Report how many lines of the material below contain the string "flower". Give only the number.
::: DATA LINES
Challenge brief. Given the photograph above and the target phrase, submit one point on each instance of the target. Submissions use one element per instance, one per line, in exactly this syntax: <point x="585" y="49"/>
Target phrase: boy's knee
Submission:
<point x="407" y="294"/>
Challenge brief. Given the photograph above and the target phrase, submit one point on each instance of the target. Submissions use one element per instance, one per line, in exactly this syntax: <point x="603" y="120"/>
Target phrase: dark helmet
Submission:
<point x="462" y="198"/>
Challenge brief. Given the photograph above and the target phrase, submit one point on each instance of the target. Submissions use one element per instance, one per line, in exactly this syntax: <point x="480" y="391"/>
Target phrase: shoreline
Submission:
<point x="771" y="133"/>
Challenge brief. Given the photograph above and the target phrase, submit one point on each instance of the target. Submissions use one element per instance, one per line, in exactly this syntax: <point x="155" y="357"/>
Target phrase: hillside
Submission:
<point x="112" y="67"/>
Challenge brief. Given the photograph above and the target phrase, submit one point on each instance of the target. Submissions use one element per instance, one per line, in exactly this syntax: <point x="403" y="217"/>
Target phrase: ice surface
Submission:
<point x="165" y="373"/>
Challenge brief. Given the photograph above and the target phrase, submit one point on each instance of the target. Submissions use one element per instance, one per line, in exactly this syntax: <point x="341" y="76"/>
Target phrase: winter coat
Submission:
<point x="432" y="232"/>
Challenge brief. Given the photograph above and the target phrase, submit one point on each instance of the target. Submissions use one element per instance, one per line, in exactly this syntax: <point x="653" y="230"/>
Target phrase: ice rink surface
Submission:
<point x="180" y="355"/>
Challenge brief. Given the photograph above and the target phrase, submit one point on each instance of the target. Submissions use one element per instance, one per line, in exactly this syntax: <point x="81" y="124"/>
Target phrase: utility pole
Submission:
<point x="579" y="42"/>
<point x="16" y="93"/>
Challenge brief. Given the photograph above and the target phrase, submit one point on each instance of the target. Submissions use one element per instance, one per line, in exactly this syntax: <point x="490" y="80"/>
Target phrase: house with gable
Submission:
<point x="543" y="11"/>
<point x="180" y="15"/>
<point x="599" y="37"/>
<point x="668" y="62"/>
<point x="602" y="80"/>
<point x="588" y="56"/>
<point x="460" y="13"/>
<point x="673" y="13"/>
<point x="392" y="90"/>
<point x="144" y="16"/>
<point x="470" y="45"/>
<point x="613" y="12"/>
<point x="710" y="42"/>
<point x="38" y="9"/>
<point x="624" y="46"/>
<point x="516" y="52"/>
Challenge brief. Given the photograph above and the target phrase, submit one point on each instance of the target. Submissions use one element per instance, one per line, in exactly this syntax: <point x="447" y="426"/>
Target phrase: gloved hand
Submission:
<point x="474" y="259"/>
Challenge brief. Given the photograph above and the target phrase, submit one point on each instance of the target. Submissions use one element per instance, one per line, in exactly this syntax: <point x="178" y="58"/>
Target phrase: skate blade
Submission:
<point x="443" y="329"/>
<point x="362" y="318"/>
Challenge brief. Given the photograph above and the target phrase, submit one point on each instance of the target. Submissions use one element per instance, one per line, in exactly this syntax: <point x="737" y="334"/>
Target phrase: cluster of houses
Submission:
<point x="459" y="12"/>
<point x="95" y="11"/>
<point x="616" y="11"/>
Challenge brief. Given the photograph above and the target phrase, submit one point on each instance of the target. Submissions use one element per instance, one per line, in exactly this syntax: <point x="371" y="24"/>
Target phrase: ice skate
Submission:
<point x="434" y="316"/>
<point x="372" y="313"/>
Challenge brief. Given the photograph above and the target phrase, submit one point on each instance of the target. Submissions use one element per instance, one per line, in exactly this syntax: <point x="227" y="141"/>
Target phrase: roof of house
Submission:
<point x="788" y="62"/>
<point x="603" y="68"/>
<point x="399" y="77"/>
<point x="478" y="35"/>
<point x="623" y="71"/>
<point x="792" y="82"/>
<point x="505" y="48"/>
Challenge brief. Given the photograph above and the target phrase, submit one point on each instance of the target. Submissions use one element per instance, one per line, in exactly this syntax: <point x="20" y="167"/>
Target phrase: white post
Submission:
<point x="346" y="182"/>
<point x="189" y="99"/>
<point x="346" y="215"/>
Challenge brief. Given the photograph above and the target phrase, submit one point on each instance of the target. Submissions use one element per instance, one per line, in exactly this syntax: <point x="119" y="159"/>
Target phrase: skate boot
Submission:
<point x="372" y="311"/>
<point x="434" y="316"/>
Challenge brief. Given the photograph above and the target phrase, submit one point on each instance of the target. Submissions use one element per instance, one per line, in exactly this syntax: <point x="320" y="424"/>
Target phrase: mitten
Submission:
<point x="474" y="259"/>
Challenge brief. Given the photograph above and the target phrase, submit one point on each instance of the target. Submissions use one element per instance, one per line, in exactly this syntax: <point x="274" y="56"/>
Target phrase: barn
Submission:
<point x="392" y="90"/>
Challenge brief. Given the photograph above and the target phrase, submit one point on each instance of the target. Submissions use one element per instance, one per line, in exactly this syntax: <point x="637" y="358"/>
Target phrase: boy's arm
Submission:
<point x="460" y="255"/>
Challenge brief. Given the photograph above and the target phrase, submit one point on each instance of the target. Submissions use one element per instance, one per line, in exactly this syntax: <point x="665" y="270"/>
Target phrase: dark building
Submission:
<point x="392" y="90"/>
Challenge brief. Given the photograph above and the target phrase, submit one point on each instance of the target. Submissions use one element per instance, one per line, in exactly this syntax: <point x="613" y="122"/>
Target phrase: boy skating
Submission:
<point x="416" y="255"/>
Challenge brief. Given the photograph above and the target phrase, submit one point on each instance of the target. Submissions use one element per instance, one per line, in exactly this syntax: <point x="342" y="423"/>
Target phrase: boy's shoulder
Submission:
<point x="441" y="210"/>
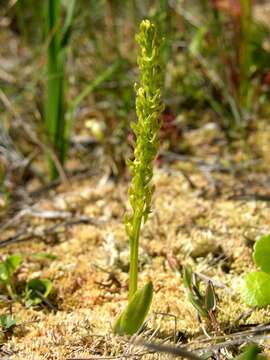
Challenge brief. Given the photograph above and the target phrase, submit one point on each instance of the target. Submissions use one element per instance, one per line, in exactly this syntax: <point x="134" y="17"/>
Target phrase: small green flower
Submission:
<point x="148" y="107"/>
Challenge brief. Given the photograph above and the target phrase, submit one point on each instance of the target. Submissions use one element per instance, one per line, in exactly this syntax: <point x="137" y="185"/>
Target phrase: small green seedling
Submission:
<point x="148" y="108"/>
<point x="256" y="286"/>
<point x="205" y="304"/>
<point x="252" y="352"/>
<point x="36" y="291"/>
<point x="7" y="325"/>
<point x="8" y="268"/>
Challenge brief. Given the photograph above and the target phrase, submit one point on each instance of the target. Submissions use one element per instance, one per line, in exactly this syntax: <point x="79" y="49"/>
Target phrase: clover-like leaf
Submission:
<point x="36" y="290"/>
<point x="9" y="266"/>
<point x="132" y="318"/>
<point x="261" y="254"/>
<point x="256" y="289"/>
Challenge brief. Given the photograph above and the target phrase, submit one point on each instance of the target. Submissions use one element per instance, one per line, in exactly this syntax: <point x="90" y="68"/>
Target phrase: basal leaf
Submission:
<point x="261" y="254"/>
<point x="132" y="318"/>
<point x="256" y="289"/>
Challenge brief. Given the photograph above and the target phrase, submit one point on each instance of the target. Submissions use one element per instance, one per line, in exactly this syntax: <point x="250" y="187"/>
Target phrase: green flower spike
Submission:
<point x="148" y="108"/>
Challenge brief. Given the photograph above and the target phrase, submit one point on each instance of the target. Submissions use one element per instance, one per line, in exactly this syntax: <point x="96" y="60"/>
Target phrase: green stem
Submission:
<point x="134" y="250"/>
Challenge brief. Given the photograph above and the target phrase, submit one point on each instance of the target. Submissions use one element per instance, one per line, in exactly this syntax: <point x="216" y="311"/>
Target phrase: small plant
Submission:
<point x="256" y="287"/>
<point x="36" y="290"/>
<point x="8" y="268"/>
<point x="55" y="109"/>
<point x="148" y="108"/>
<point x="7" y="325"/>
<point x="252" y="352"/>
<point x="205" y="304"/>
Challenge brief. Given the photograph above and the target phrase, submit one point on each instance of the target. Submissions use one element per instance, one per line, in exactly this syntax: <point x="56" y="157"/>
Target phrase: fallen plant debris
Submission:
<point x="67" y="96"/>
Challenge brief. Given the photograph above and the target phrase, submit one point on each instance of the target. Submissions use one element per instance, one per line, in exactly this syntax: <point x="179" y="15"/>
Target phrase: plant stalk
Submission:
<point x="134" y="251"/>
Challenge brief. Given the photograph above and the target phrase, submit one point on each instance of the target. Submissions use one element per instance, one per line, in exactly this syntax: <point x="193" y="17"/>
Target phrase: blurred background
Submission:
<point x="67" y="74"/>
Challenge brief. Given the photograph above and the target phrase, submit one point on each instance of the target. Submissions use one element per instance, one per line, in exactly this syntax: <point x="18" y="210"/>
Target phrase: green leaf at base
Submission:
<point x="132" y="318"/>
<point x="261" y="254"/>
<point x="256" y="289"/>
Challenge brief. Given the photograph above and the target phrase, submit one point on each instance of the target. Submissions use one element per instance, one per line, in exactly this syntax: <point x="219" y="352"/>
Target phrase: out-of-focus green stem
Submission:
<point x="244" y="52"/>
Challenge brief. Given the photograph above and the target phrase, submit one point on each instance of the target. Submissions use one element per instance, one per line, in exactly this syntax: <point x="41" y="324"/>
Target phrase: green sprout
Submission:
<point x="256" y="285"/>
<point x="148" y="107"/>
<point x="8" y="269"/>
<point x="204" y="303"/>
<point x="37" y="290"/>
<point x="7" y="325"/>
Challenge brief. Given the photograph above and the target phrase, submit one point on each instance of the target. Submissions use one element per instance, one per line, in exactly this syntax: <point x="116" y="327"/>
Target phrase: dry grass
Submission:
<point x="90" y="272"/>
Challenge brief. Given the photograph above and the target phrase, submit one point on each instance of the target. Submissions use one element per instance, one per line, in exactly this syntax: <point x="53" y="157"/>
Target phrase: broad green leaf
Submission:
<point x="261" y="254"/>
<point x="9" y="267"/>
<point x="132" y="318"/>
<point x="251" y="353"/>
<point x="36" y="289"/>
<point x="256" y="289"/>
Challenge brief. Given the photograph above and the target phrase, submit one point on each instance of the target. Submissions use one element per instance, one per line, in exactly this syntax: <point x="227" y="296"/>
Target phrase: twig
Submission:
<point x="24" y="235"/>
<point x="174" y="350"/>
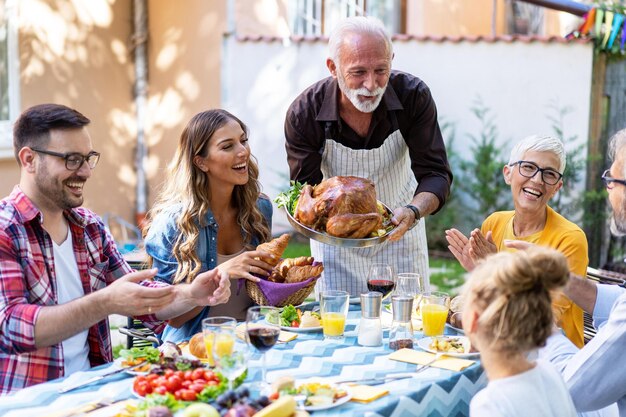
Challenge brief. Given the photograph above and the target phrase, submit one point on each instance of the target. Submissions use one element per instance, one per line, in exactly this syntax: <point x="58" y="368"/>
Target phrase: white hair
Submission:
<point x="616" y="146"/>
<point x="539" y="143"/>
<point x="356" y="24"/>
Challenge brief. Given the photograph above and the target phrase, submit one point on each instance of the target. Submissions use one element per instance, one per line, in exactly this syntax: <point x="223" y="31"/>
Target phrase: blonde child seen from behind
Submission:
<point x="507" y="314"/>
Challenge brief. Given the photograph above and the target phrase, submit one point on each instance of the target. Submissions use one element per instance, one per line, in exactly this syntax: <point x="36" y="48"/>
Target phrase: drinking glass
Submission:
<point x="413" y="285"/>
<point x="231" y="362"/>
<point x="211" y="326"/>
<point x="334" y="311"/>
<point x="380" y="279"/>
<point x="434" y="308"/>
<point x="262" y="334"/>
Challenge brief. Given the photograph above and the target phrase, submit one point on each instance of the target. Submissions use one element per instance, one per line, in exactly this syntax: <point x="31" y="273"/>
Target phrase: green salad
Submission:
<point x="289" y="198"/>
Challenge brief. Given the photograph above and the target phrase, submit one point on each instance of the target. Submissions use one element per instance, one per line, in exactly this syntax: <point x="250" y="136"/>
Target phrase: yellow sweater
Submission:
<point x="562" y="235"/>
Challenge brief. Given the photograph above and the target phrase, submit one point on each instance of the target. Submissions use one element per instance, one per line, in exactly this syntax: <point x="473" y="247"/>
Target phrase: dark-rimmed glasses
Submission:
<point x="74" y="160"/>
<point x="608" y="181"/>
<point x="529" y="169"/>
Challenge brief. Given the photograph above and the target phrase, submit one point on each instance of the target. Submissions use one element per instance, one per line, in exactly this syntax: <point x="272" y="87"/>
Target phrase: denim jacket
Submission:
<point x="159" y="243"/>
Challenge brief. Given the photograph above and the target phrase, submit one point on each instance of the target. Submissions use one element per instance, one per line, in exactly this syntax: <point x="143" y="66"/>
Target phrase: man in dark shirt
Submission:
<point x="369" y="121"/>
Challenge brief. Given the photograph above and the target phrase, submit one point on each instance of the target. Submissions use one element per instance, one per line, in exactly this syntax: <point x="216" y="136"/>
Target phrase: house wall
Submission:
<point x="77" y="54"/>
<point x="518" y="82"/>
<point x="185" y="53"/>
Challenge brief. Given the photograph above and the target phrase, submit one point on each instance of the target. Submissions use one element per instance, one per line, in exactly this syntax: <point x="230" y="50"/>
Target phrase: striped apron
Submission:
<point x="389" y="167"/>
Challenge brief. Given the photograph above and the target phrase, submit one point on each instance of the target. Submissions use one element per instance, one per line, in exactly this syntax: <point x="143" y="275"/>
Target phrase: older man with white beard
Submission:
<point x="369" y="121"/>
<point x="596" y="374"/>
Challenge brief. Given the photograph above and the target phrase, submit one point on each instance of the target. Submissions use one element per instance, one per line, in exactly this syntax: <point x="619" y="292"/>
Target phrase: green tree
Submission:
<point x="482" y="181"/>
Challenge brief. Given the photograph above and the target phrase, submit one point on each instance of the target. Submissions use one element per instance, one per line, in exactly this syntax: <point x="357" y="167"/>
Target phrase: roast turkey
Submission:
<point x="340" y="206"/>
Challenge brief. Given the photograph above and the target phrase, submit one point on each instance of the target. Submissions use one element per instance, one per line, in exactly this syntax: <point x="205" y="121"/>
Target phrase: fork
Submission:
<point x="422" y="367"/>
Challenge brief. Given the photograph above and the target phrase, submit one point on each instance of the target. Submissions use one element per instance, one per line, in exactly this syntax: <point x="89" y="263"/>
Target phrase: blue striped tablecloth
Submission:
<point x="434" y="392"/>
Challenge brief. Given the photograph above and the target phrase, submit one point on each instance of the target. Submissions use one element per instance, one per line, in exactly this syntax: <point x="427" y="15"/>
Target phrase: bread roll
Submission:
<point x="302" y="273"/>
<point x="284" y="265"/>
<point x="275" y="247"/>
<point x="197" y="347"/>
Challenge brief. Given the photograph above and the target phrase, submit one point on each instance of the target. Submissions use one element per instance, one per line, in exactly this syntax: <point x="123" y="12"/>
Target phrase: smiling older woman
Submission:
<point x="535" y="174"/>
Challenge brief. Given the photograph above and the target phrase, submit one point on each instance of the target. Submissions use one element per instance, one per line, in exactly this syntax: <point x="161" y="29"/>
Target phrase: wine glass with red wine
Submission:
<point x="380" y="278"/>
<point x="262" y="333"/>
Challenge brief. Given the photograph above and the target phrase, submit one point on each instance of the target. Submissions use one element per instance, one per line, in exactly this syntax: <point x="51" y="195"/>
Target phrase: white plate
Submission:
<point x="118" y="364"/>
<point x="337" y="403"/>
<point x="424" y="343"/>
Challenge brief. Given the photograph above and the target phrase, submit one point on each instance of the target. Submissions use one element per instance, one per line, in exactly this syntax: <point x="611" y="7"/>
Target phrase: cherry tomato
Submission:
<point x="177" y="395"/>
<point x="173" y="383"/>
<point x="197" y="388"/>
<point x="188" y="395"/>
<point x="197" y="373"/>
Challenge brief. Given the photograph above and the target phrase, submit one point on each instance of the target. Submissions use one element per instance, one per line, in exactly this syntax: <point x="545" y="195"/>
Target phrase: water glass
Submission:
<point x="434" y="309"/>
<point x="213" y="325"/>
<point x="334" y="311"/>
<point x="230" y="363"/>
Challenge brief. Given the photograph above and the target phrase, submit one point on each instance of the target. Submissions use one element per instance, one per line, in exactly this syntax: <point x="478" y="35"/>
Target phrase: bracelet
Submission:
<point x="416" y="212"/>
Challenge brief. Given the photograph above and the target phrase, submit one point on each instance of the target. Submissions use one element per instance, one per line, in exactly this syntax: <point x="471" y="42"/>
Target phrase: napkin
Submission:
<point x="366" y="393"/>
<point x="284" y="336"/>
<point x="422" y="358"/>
::::::
- [ANSWER BELOW] 2